# Testing out queen laying cage



## wvbeeguy (Feb 20, 2011)

interesting question. Have saw the green on ebay before. always used the brown that comes with Nicot system. Have reused them as well. My biggest issue is that some queens will take 3-4 days to start laying, some just 1 day. post back with success rate of green cups, I doubt there will be much difference.


----------



## beepro (Dec 31, 2012)

How do you reuse them cups?
I'm thinking to put a small round piece of thin wax
on the bottom of the cell cup. Then removed it to place
the small larva and the round thin wax into another natural wax queen cup
made from the wax dipping. I need to iron out the kinks first before the real
queen grafting season begins. Thanks for the idea though. Would be nice if she can laid
in both the short and deeper cups. Then I don't have to cut them down. This is only a test!


----------



## ruthiesbees (Aug 27, 2013)

*PROVIDED DATA*:

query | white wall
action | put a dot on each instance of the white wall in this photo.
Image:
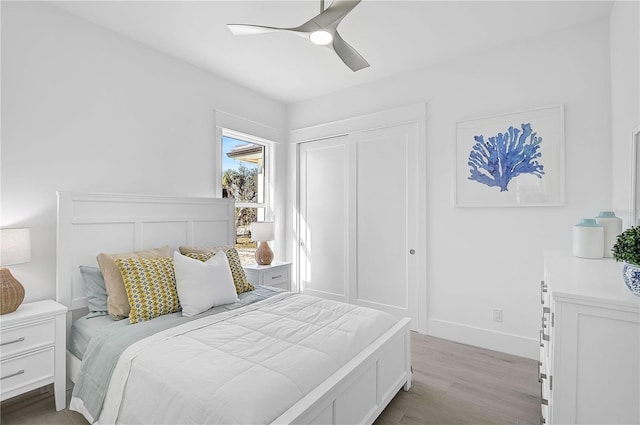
(485, 258)
(624, 22)
(85, 109)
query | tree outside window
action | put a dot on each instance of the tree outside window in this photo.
(243, 179)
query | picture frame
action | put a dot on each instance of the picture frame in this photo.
(511, 160)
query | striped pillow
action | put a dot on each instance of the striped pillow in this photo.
(151, 287)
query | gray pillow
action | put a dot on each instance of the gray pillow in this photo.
(95, 290)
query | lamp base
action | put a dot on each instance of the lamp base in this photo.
(264, 254)
(11, 292)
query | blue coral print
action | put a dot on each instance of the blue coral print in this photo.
(507, 155)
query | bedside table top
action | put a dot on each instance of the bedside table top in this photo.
(273, 264)
(33, 309)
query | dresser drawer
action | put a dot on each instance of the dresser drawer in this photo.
(14, 341)
(276, 277)
(27, 372)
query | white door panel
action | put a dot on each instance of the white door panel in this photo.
(358, 219)
(323, 223)
(386, 272)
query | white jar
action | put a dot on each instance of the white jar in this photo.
(588, 239)
(612, 228)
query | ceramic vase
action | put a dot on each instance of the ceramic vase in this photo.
(631, 276)
(612, 226)
(588, 239)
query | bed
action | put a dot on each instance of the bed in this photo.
(263, 359)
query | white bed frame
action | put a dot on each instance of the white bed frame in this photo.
(91, 223)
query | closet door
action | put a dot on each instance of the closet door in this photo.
(323, 218)
(359, 218)
(386, 219)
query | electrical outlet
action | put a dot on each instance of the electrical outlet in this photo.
(497, 315)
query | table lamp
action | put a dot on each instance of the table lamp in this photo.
(15, 248)
(263, 232)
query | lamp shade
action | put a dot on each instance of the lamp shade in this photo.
(262, 231)
(15, 246)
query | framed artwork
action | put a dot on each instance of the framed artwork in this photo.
(511, 160)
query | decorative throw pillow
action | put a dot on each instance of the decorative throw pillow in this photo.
(151, 287)
(95, 291)
(117, 300)
(202, 285)
(239, 276)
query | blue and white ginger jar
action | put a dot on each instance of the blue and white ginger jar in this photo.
(631, 275)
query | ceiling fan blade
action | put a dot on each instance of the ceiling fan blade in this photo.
(330, 17)
(348, 54)
(247, 29)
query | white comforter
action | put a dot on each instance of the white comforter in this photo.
(247, 366)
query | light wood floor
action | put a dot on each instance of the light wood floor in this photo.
(452, 384)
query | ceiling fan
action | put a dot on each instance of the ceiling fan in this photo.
(321, 30)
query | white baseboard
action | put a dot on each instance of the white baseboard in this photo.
(492, 340)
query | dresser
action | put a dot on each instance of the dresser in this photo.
(277, 274)
(32, 350)
(589, 369)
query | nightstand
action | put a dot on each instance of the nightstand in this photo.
(277, 274)
(32, 350)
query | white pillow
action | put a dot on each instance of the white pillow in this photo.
(202, 285)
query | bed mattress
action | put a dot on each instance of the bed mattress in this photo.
(243, 366)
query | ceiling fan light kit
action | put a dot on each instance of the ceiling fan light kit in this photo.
(321, 30)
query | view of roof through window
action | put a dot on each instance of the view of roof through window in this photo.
(243, 180)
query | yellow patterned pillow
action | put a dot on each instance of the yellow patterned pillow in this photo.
(239, 276)
(151, 287)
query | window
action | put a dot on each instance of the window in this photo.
(244, 178)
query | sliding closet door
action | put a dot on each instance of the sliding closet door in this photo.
(359, 219)
(385, 231)
(323, 218)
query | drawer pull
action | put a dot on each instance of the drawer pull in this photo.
(20, 372)
(541, 375)
(543, 290)
(12, 342)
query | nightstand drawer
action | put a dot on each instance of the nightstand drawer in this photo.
(21, 339)
(24, 373)
(275, 277)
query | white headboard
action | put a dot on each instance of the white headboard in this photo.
(91, 223)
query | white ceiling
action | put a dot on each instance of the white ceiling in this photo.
(393, 36)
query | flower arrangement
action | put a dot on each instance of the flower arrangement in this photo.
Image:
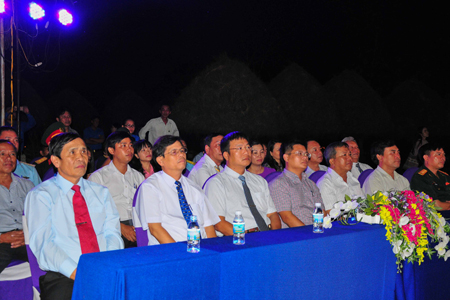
(412, 223)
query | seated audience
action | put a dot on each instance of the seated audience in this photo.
(68, 216)
(430, 179)
(121, 180)
(315, 159)
(256, 166)
(210, 163)
(13, 190)
(358, 167)
(338, 181)
(166, 200)
(293, 193)
(273, 159)
(384, 178)
(237, 189)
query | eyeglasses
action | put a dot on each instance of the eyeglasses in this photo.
(174, 152)
(298, 153)
(246, 148)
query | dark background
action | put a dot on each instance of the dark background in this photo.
(322, 69)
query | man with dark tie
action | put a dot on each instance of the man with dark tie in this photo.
(166, 200)
(237, 189)
(69, 216)
(209, 164)
(358, 167)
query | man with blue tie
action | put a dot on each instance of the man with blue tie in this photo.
(68, 216)
(166, 200)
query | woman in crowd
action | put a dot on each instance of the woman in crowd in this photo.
(256, 166)
(273, 159)
(143, 157)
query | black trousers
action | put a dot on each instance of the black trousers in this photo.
(55, 286)
(7, 254)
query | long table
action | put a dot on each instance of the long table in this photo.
(347, 262)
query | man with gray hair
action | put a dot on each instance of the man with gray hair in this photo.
(338, 181)
(358, 167)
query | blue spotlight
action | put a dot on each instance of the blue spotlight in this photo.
(65, 17)
(36, 11)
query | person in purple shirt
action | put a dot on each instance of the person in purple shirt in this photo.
(256, 167)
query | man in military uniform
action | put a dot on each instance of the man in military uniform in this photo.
(430, 179)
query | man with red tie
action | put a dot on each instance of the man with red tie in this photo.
(68, 216)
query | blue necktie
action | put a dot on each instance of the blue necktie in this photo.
(185, 209)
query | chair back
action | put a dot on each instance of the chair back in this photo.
(36, 272)
(317, 175)
(272, 176)
(363, 176)
(141, 234)
(408, 174)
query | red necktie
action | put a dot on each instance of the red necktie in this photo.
(86, 233)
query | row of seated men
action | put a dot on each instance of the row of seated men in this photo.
(68, 216)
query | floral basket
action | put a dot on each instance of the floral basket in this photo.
(411, 220)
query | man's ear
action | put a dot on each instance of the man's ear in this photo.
(55, 161)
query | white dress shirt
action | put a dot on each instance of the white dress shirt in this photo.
(121, 186)
(309, 171)
(157, 128)
(356, 172)
(379, 180)
(157, 202)
(203, 169)
(333, 188)
(226, 193)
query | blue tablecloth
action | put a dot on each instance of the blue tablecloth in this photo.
(354, 262)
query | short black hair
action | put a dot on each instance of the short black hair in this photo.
(225, 142)
(330, 151)
(8, 142)
(7, 128)
(62, 110)
(162, 143)
(427, 149)
(378, 149)
(141, 144)
(115, 138)
(58, 142)
(208, 139)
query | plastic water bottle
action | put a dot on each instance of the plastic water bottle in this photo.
(318, 219)
(238, 229)
(193, 236)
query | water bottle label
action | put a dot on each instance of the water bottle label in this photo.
(194, 234)
(318, 218)
(238, 228)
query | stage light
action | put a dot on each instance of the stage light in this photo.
(65, 17)
(36, 11)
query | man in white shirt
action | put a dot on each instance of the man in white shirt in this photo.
(166, 200)
(209, 164)
(384, 178)
(121, 180)
(338, 181)
(159, 126)
(316, 158)
(237, 189)
(358, 167)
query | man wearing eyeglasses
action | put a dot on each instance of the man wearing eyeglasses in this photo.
(338, 181)
(316, 157)
(166, 200)
(237, 189)
(293, 193)
(209, 164)
(121, 180)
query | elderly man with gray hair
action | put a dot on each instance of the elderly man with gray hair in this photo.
(358, 167)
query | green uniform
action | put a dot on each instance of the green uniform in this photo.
(437, 187)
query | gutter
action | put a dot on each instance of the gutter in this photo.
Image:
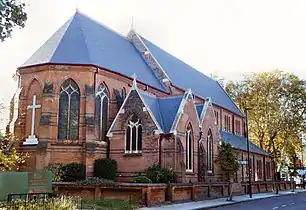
(201, 133)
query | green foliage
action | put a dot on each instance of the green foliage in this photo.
(96, 181)
(160, 175)
(227, 161)
(67, 173)
(74, 172)
(276, 120)
(105, 168)
(12, 15)
(63, 203)
(141, 179)
(113, 204)
(57, 171)
(10, 159)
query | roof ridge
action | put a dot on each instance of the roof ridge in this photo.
(229, 97)
(85, 40)
(67, 24)
(101, 24)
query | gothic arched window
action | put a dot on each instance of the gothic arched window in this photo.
(69, 109)
(133, 135)
(189, 146)
(102, 100)
(209, 151)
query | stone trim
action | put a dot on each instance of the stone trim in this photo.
(48, 88)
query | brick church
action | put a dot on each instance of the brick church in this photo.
(89, 93)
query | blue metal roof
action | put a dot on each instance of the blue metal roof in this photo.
(187, 77)
(240, 142)
(163, 109)
(82, 40)
(199, 109)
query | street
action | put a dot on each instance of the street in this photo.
(295, 202)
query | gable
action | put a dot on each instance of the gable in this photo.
(164, 109)
(187, 108)
(82, 40)
(192, 79)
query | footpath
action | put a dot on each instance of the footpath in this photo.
(207, 204)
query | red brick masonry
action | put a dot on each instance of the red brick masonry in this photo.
(157, 194)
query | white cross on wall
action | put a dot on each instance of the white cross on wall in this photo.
(32, 139)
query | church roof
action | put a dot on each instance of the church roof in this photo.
(82, 40)
(240, 142)
(183, 75)
(163, 109)
(199, 108)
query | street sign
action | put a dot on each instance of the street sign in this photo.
(1, 4)
(242, 162)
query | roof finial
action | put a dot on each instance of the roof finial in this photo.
(134, 81)
(76, 7)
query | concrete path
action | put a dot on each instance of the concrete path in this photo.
(288, 202)
(222, 201)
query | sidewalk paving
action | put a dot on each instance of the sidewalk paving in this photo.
(222, 201)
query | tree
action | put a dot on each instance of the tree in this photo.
(12, 15)
(229, 165)
(278, 102)
(10, 158)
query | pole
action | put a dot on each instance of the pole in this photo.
(248, 149)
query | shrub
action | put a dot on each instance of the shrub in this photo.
(57, 171)
(63, 203)
(160, 175)
(105, 168)
(141, 179)
(74, 172)
(96, 181)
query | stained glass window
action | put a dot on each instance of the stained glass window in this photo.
(189, 145)
(133, 135)
(102, 100)
(209, 151)
(69, 110)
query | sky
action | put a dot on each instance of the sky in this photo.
(220, 37)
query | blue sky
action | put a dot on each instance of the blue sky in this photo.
(227, 38)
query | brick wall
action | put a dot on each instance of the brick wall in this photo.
(157, 194)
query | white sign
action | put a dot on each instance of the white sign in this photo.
(242, 162)
(32, 140)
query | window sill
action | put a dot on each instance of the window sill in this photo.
(135, 154)
(189, 171)
(67, 143)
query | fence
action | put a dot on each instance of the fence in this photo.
(156, 194)
(42, 202)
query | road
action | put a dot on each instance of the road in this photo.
(286, 202)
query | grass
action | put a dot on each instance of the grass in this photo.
(110, 204)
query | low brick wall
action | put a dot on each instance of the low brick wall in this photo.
(157, 194)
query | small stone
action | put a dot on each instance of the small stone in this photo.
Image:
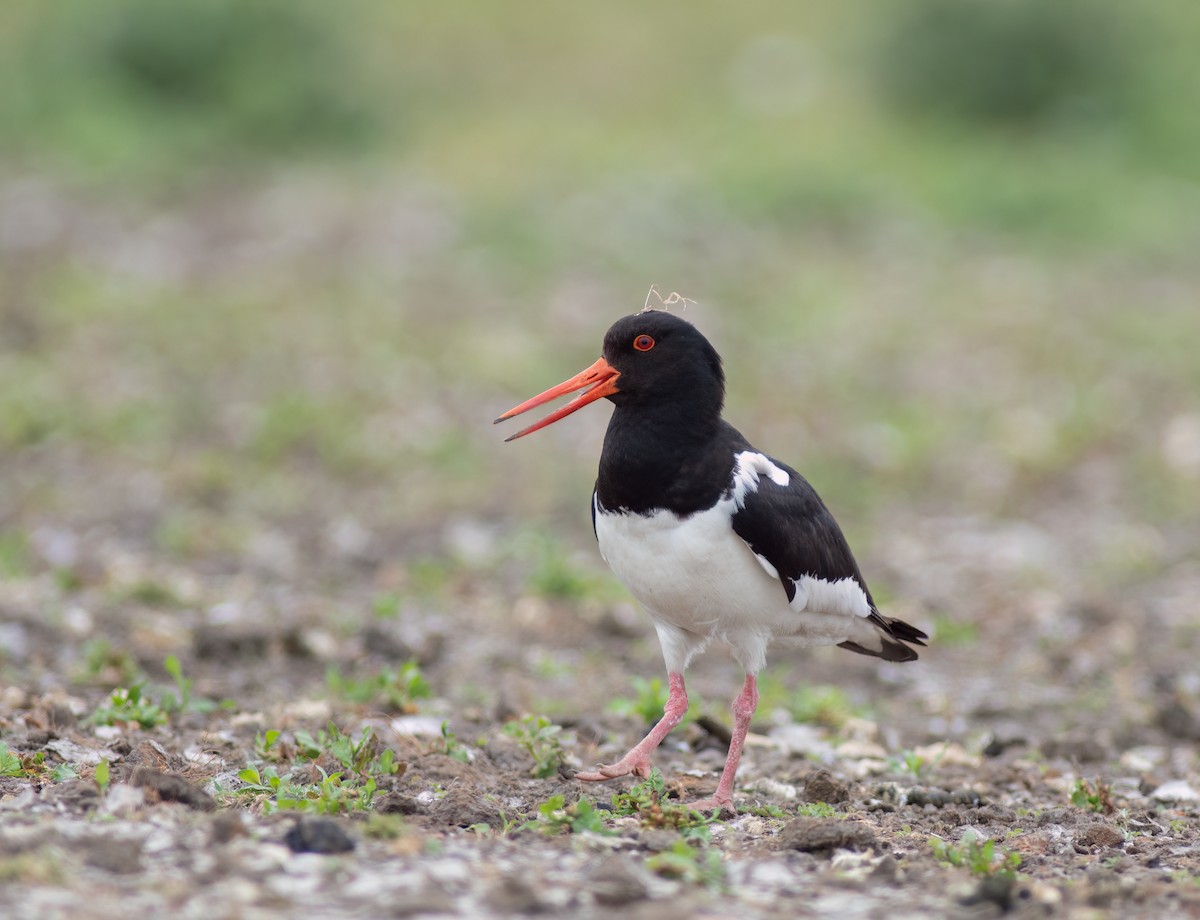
(514, 895)
(657, 840)
(318, 835)
(615, 883)
(172, 787)
(228, 825)
(995, 890)
(123, 800)
(123, 858)
(886, 871)
(1077, 750)
(823, 787)
(1098, 835)
(1175, 791)
(822, 835)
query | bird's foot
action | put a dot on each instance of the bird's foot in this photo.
(627, 765)
(714, 803)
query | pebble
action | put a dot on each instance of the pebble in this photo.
(124, 800)
(1175, 791)
(318, 835)
(816, 835)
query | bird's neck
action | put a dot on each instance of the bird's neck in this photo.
(664, 458)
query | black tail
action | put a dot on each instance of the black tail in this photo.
(893, 635)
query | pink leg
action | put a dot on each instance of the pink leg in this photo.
(637, 761)
(744, 705)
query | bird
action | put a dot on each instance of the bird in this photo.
(717, 540)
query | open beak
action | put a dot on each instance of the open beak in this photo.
(601, 378)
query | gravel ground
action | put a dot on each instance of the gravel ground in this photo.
(837, 815)
(1047, 741)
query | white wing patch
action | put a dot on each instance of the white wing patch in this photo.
(843, 597)
(749, 467)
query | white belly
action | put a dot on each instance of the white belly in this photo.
(700, 582)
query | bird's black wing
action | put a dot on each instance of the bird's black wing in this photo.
(790, 528)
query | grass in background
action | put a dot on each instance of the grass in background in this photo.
(293, 258)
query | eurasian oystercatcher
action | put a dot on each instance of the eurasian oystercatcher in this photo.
(715, 539)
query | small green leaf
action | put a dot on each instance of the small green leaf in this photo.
(102, 775)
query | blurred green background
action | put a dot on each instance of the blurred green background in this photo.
(269, 269)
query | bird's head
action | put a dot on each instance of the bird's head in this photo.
(649, 359)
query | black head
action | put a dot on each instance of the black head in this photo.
(663, 359)
(653, 362)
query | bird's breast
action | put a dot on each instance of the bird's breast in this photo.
(691, 571)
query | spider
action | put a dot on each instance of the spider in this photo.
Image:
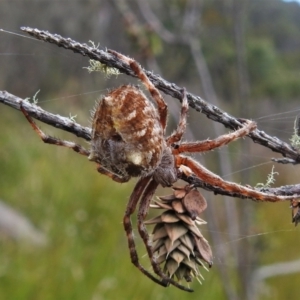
(128, 140)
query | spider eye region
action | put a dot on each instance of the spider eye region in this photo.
(127, 136)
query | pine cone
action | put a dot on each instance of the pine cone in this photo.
(177, 240)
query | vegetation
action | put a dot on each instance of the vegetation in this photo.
(81, 211)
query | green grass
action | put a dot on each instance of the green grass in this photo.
(81, 212)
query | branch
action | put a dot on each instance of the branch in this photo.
(70, 126)
(196, 102)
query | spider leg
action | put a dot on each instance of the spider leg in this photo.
(178, 133)
(142, 212)
(74, 146)
(161, 104)
(214, 180)
(207, 145)
(131, 206)
(52, 140)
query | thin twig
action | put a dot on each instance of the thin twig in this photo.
(196, 102)
(66, 124)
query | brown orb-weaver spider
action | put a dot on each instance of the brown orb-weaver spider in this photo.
(128, 141)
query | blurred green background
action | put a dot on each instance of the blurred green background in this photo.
(243, 56)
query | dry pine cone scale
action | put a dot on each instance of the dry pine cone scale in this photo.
(177, 241)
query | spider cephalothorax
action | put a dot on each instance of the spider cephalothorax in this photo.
(128, 137)
(128, 141)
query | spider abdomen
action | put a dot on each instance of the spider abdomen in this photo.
(127, 137)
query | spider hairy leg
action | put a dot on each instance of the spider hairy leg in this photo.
(214, 180)
(112, 176)
(162, 106)
(75, 147)
(131, 206)
(52, 140)
(207, 145)
(178, 133)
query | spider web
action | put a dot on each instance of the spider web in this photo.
(271, 230)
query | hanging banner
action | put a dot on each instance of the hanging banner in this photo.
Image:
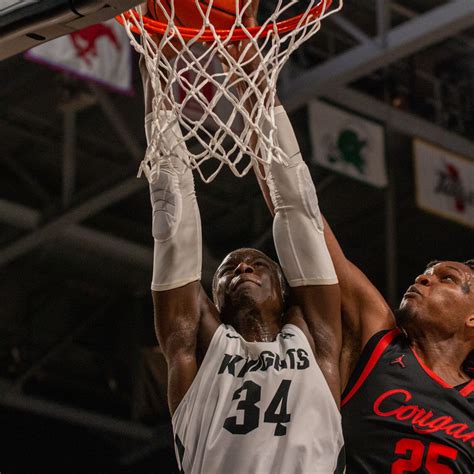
(348, 143)
(444, 183)
(99, 53)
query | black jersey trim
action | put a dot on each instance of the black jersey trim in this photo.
(369, 358)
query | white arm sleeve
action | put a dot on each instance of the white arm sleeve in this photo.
(176, 220)
(298, 228)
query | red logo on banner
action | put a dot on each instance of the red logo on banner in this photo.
(451, 184)
(85, 41)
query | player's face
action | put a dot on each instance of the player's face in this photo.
(442, 296)
(248, 277)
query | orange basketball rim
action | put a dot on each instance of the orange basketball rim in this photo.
(237, 34)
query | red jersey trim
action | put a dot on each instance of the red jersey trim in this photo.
(464, 392)
(369, 366)
(468, 389)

*TASKS FOR THIS EXERCISE*:
• 1. In the thread on testing a queen laying cage, what color are the cups that wvbeeguy says come with the Nicot system?
• 2. Rewrite the entries as a numbered list, covering everything from the line that contains "query | white sign" down to the line that contains "(1047, 741)", with both of those lines included. Skip blank lines, and leave the pictures out.

*PROBLEM SOLUTIONS*:
• 1. Brown.

• 2.
1. query | white sign
2. action | put a dot on each instance of the white sign in this photo.
3. (242, 162)
4. (32, 140)
5. query | window sill
6. action | put a dot on each instance of the window sill in this photo.
7. (135, 154)
8. (189, 171)
9. (67, 143)
10. query | fence
11. action | put a dot on each instance of the fence in this photo.
12. (156, 194)
13. (42, 202)
14. query | road
15. action | put a dot on each instance of the road in this photo.
16. (286, 202)
17. query | grass
18. action | put a dot on each instance of the grass in this photo.
19. (110, 204)
20. query | low brick wall
21. action | put a dot on each instance of the low brick wall in this photo.
22. (157, 194)
23. query | small stone
24. action | put a dot on each instance of the small stone in this photo.
25. Image:
26. (514, 895)
27. (657, 840)
28. (318, 835)
29. (615, 883)
30. (172, 787)
31. (228, 825)
32. (995, 890)
33. (123, 800)
34. (123, 858)
35. (886, 871)
36. (1077, 750)
37. (823, 787)
38. (1098, 835)
39. (1175, 791)
40. (822, 835)
41. query | bird's foot
42. action | put a dot on each instance of the bird's foot in this photo.
43. (627, 765)
44. (714, 803)
45. query | pebble
46. action | put a dot on each instance of the pebble in this photo.
47. (124, 800)
48. (1175, 791)
49. (318, 835)
50. (816, 835)
51. query | bird's neck
52. action | put a dot on each instance of the bird's neck in this photo.
53. (664, 458)
54. query | black tail
55. action | put a dot on each instance of the black tail in this photo.
56. (893, 635)
57. query | pink leg
58. action | put a dot on each instance of the pink leg in this photo.
59. (637, 761)
60. (744, 705)
61. query | bird
62. action | put a dot on each instance of the bird in this photo.
63. (717, 540)
64. query | open beak
65. action | put a dot on each instance of the open beak in this photo.
66. (601, 378)
67. query | gravel ground
68. action | put a dot on each instance of the gravel ground in this photo.
69. (837, 815)
70. (1047, 741)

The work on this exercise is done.